Also note that the run time of the below code could take well over an hour, so this vignette does not actually evaluate the code. The run time is highly dependent on the number of subsets, the number of TFs in each of those subsets, and the number of permutations. The process can be sped up by running webgestalt_network on each subset at the same time using a computing cluster or similar.

for (subset in list.files(file.path(data_dir, "np3_dtoTFs_subsets"), full.names = TRUE)) {
  webgestalt_network(
    network_path = subset,
    reference_set = file.path(data_dir, "h1_k562_overlap_universe.txt"),
    output_directory = file.path(out_dir, "np3_dtoTFs_summaries"),
    # this just gets the name of each file minus the extension
    network_name = strsplit(basename(subset), "[.]")[[1]][1],
    permutations = 3
  )
}

To test the very basics on a personal computer, the following code should run in just a few minutes.

webgestalt_network(
  network_path = file.path(data_dir, "np3_dtoTFs_subsets", "np3_8.tsv"),
  reference_set = file.path(data_dir, "h1_k562_overlap_universe.txt"),
  output_directory = file.path(out_dir, "np3_dtoTFs_single_permutation"),
  network_name = "np3_8",
  permutations = 1
)

get_metrics

Run get_metrics to calculate the desired metrics based on the output from webgestalt_network. Note the arguments ‘get_sum’ and ‘get_size’ are TRUE by default.

# This would normally be in the 'out_dir' directory, but since this data was
#   premade due to computation time constraints, it is available in 'data_dir'
output_folders <- file.path(data_dir, "np3_dtoTFs_summaries")

[Position identification records]
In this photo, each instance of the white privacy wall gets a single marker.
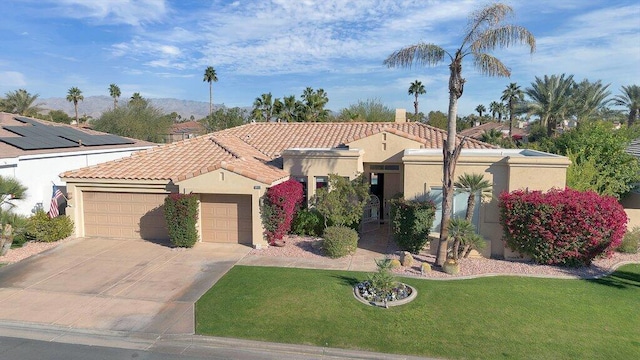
(39, 172)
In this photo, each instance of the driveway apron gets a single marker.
(114, 284)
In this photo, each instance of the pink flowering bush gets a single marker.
(279, 206)
(562, 227)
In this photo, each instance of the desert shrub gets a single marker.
(412, 221)
(181, 214)
(630, 242)
(308, 222)
(278, 207)
(40, 227)
(340, 241)
(563, 227)
(342, 201)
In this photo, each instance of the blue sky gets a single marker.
(161, 48)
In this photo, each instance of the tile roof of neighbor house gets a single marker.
(251, 150)
(10, 151)
(477, 131)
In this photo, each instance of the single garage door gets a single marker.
(226, 218)
(124, 215)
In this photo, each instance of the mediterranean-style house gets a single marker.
(35, 152)
(230, 170)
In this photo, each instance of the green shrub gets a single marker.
(308, 222)
(630, 242)
(181, 214)
(41, 227)
(412, 221)
(340, 241)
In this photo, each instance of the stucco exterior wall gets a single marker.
(39, 172)
(225, 182)
(322, 162)
(507, 171)
(631, 204)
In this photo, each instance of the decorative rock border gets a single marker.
(386, 304)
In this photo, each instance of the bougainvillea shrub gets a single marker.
(279, 205)
(562, 227)
(181, 214)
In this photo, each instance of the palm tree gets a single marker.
(473, 184)
(21, 102)
(494, 107)
(550, 99)
(210, 77)
(416, 88)
(486, 32)
(512, 95)
(115, 93)
(630, 99)
(74, 95)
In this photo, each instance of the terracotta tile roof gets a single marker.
(477, 131)
(251, 150)
(10, 151)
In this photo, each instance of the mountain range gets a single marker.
(94, 106)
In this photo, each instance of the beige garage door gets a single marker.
(124, 215)
(226, 218)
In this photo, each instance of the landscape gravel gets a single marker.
(309, 247)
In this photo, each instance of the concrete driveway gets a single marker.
(114, 284)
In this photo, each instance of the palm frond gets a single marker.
(490, 65)
(418, 54)
(502, 37)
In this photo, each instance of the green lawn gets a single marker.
(486, 318)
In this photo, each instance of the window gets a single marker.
(321, 182)
(303, 180)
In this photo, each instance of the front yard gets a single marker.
(493, 317)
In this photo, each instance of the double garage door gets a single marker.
(225, 218)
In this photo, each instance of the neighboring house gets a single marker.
(230, 170)
(185, 130)
(35, 152)
(631, 201)
(476, 131)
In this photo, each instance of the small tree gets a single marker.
(473, 184)
(342, 202)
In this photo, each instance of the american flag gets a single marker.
(53, 208)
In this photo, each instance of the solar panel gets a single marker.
(38, 142)
(40, 136)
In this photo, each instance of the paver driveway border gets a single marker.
(114, 284)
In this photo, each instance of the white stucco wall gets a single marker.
(39, 172)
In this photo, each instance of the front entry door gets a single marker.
(376, 180)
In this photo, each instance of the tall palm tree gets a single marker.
(473, 184)
(74, 95)
(512, 95)
(494, 107)
(21, 102)
(114, 91)
(416, 88)
(588, 99)
(487, 31)
(630, 99)
(550, 99)
(210, 76)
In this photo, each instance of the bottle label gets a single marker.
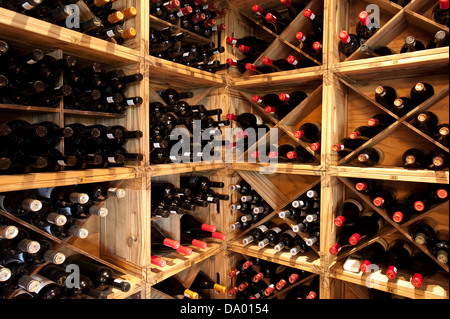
(45, 192)
(42, 282)
(290, 232)
(408, 248)
(383, 243)
(263, 228)
(357, 204)
(61, 163)
(2, 198)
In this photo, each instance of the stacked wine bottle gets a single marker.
(103, 21)
(21, 252)
(164, 119)
(251, 205)
(367, 26)
(200, 288)
(33, 148)
(398, 257)
(95, 281)
(60, 211)
(34, 79)
(176, 45)
(427, 122)
(280, 105)
(195, 192)
(255, 278)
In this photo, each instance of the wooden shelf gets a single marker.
(15, 26)
(435, 287)
(309, 262)
(64, 178)
(396, 62)
(174, 73)
(171, 169)
(393, 174)
(278, 79)
(177, 263)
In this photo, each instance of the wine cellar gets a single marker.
(343, 196)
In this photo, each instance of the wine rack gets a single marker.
(340, 97)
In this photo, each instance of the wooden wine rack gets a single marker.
(340, 97)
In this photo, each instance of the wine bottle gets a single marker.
(421, 92)
(314, 236)
(247, 40)
(173, 287)
(415, 159)
(246, 120)
(256, 234)
(441, 13)
(342, 239)
(365, 28)
(382, 198)
(47, 289)
(399, 212)
(440, 248)
(45, 254)
(299, 246)
(20, 277)
(441, 134)
(242, 187)
(412, 45)
(99, 192)
(272, 236)
(347, 146)
(316, 21)
(286, 240)
(366, 226)
(294, 98)
(58, 274)
(22, 242)
(20, 202)
(70, 227)
(385, 95)
(373, 254)
(307, 42)
(349, 43)
(277, 65)
(440, 40)
(100, 275)
(161, 243)
(309, 132)
(380, 121)
(7, 231)
(426, 122)
(364, 132)
(155, 260)
(371, 156)
(366, 187)
(377, 51)
(348, 212)
(423, 233)
(422, 266)
(402, 106)
(203, 281)
(419, 202)
(280, 23)
(62, 196)
(398, 257)
(199, 183)
(439, 159)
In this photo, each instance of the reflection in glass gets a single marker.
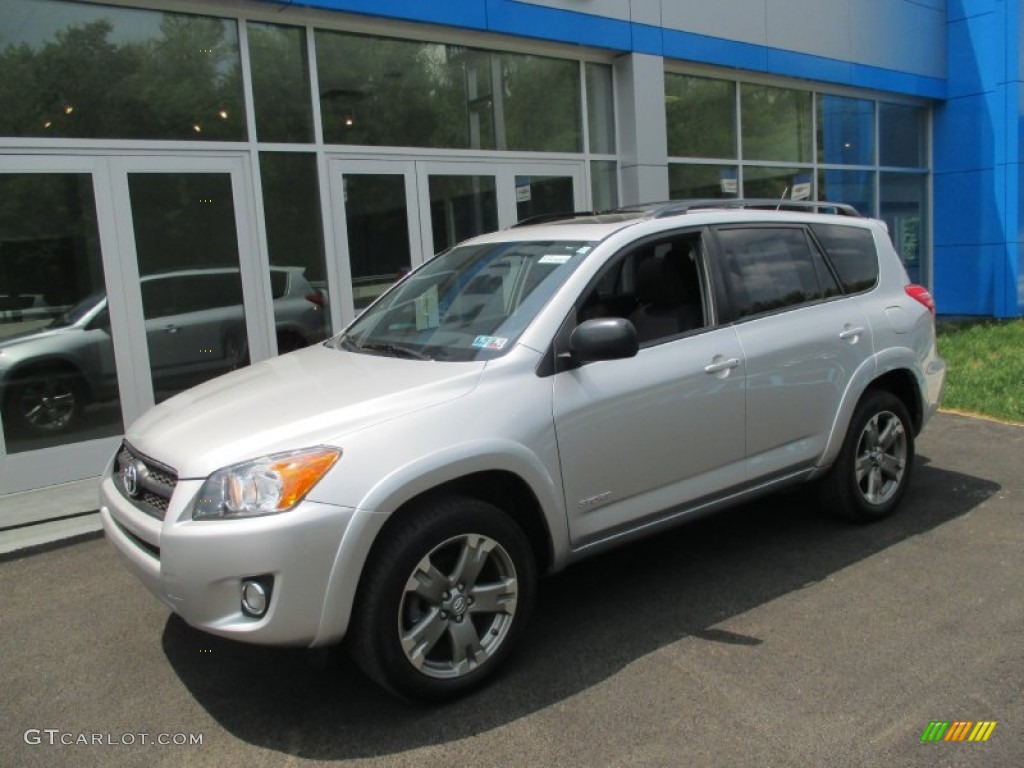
(854, 187)
(461, 207)
(778, 183)
(846, 129)
(281, 82)
(701, 181)
(295, 242)
(701, 117)
(377, 218)
(776, 123)
(538, 196)
(600, 110)
(902, 135)
(604, 184)
(99, 72)
(57, 377)
(383, 92)
(187, 250)
(903, 208)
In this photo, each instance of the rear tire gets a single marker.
(443, 599)
(873, 467)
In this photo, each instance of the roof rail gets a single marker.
(677, 207)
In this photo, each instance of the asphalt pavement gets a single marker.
(769, 635)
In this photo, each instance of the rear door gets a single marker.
(801, 338)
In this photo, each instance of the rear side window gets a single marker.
(851, 251)
(768, 268)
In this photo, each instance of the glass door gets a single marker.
(390, 215)
(60, 374)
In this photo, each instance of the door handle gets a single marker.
(851, 334)
(721, 365)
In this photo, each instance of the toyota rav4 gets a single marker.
(519, 401)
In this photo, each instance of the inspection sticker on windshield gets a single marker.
(489, 342)
(554, 258)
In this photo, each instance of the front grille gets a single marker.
(152, 482)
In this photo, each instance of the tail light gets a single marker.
(921, 295)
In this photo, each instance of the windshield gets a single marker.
(469, 303)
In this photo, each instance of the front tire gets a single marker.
(872, 470)
(443, 599)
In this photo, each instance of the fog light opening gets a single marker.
(256, 596)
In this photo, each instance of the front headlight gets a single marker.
(264, 485)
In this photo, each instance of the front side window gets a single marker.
(469, 303)
(768, 268)
(851, 251)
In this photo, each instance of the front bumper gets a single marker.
(198, 567)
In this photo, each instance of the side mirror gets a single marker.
(603, 339)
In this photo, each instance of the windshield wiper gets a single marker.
(396, 350)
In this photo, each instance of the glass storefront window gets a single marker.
(600, 109)
(542, 103)
(701, 117)
(902, 136)
(378, 232)
(854, 187)
(604, 184)
(538, 196)
(295, 242)
(775, 123)
(57, 376)
(75, 70)
(281, 82)
(777, 183)
(702, 181)
(846, 130)
(187, 249)
(903, 207)
(383, 92)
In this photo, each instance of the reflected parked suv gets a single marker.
(520, 401)
(196, 329)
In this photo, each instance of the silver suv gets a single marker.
(524, 399)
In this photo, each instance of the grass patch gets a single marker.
(985, 361)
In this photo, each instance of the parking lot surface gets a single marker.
(769, 635)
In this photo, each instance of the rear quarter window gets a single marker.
(851, 251)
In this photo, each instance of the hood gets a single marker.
(313, 396)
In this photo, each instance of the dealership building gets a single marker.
(186, 186)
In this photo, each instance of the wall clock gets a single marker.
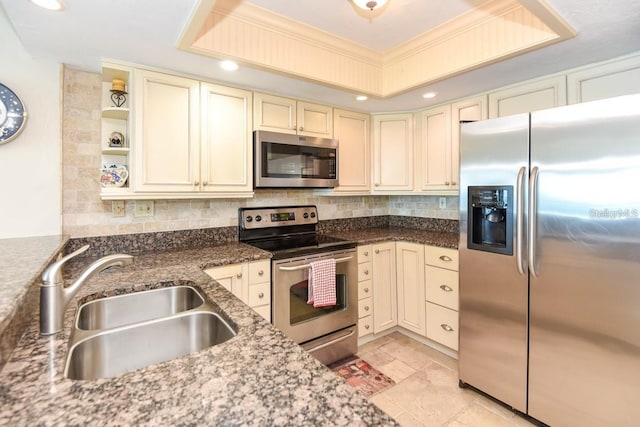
(12, 115)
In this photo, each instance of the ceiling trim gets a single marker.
(496, 30)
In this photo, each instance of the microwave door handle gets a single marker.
(307, 266)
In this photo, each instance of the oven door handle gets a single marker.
(307, 266)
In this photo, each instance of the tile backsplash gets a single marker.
(85, 214)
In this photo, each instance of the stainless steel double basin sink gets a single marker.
(123, 333)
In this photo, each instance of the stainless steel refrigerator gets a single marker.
(550, 262)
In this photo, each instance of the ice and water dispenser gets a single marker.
(491, 219)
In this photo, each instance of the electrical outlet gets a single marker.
(443, 203)
(143, 208)
(117, 208)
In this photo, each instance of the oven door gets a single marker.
(301, 321)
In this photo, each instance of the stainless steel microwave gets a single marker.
(292, 161)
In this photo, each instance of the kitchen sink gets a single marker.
(111, 312)
(96, 351)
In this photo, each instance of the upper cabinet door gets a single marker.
(435, 149)
(167, 134)
(226, 137)
(393, 152)
(274, 113)
(315, 120)
(352, 131)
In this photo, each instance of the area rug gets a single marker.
(362, 376)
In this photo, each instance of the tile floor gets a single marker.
(426, 391)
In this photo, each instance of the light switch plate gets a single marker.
(143, 208)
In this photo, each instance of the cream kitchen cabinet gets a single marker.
(393, 153)
(410, 285)
(439, 147)
(534, 95)
(278, 114)
(441, 295)
(385, 295)
(191, 138)
(250, 282)
(353, 131)
(365, 291)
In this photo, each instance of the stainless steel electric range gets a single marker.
(290, 234)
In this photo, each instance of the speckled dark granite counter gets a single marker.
(259, 377)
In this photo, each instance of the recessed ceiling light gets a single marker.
(229, 65)
(49, 4)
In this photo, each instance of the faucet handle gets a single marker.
(52, 276)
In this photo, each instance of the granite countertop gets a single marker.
(260, 377)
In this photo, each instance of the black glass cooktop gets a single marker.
(294, 245)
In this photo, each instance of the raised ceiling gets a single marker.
(147, 32)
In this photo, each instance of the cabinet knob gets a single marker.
(446, 327)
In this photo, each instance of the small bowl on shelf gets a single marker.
(114, 176)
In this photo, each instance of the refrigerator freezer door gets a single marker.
(584, 363)
(494, 286)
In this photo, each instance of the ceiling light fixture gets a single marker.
(369, 4)
(49, 4)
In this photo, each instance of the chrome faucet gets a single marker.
(54, 297)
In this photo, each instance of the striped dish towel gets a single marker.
(322, 283)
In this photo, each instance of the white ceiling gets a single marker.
(146, 32)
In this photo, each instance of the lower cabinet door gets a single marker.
(442, 325)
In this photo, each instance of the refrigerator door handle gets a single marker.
(533, 219)
(520, 221)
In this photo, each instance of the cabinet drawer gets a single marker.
(264, 311)
(364, 271)
(365, 289)
(442, 325)
(259, 294)
(442, 286)
(259, 271)
(441, 257)
(364, 253)
(365, 307)
(365, 326)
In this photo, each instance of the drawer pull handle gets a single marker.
(446, 327)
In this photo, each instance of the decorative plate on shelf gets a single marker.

▸ TASK LIST
[a] Please output the part of the R vignette excerpt between "for (subset in" and "a few minutes.", inclusive.
[b] Continue the R vignette excerpt on webgestalt_network and get_metrics from the point where it stops.

▸ PER-TASK ANSWERS
[a]
for (subset in list.files(file.path(data_dir, "np3_dtoTFs_subsets"), full.names = TRUE)) {
  webgestalt_network(
    network_path = subset,
    reference_set = file.path(data_dir, "h1_k562_overlap_universe.txt"),
    output_directory = file.path(out_dir, "np3_dtoTFs_summaries"),
    # this just gets the name of each file minus the extension
    network_name = strsplit(basename(subset), "[.]")[[1]][1],
    permutations = 3
  )
}

To test the very basics on a personal computer, the following code should run in just a few minutes.

[b]
metric_dfs <- get_metrics(output_folders, get_percent = TRUE, get_mean = TRUE, get_median = TRUE, get_annotation_overlap = TRUE, parallel = FALSE)

If you want to compare multiple networks, you can run get_metrics on both at the same time as shown below with the addition of the “EDN” network. When comparing multiple networks, the sizes for all must be based either on total edges or on edges per TF, but the exact subset sizes do not need to be the same.

# Specify which folders contain the data for each network.
# Each element will be a folder used as the output folder for a call to webgestalt_network.
# Again, these are normally in 'out_dir' but here they are in 'data_dir' for convenience
output_folders <- c(file.path(data_dir, "np3_dtoTFs_summaries"), file.path(data_dir, "EDN_summaries"))

metric_dfs_by_net <- mapply(get_metrics, output_folders, MoreArgs = list(get_percent = TRUE, get_mean = TRUE, get_median = TRUE, get_annotation_overlap = TRUE, parallel = FALSE), SIMPLIFY = FALSE)

plot_metrics

Set a title and subtitle for the plots.
Specify whether the subset sizes are based on total edges or edges per TF.
Set the metric booleans to the same values as those used in get_metrics to ensure proper plot labels.

plot_metrics also returns a list of the data.frames used to plot. Each data.frame contains values for one metric across all networks, subsets, and permutations.

# Specify the main titles of the output graphs
title_text <- "NP3"
subtitle_text <- "subset for TFs accepted by DTO"

perTF <- TRUE

plot_data <- plot_metrics(metric_dfs, title_text, subtitle_text, perTF, percent = TRUE, mean = TRUE, median = TRUE, annotation_overlap = TRUE)